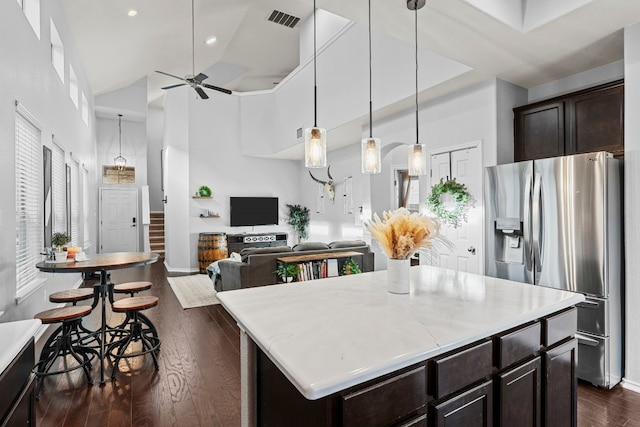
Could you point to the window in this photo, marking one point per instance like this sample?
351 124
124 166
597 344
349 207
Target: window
85 206
29 223
57 52
73 86
75 202
58 189
85 109
31 10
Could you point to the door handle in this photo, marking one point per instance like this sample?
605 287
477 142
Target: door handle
585 340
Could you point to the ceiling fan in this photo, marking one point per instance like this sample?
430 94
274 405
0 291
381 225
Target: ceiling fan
193 80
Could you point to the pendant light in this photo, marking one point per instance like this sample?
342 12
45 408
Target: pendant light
370 149
120 162
315 138
417 160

* * * *

» **Exercise requirements**
Copy out all of the lines above word for word, and leave the pictures out of your answer.

» **Full solution**
Could you point to the window in this photo, marking one point per instance like this sample?
351 124
124 166
597 344
349 207
Target: window
85 206
29 223
57 52
73 86
75 202
58 189
85 109
31 10
Could you point to the door handle in this photo, marking one point per instance like this sample?
605 287
477 142
Target: door handle
585 340
Could you point to the ceiling fan in this photo, marking one point per instance like this sample?
430 94
274 405
0 291
381 225
Target: ceiling fan
193 80
Could you point to the pendant light in this photo, marking one point per instance like this sample?
342 12
45 408
Target: pendant light
370 149
120 162
315 138
417 160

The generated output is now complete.